Write down the whole listing below again without changing a word.
-- Opening Marker --
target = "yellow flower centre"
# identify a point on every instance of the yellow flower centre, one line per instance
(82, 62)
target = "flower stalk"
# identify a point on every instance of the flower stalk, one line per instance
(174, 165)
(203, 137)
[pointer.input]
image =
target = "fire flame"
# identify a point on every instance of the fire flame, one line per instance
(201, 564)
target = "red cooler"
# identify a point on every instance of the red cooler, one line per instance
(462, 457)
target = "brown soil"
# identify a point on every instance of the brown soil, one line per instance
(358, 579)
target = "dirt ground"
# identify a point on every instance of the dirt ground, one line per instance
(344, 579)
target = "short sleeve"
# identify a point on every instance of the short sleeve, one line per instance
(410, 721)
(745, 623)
-- Closing Marker --
▸ REPLY:
target = "yellow flower centre"
# identify a point on every instance of the yellow flower centre, one line per instance
(82, 62)
target = "flower stalk"
# identify a point on every instance of the flower stalk, one line per instance
(174, 165)
(203, 137)
[pointer.input]
image =
target = "fire flame"
# identify a point on every instance of the fire flame, one line per instance
(201, 564)
target = "red cooler"
# identify a point on every instance of the red cooler, one line per instance
(462, 457)
target = "brown soil"
# identify a point on every instance of the brown soil, one line per instance
(358, 579)
target = "dirt ground"
# identify a point on every instance of the dirt ground, one line per instance
(344, 579)
target = "short sleeve"
# identify a point on every instance of the short sleeve, one line per instance
(410, 721)
(745, 623)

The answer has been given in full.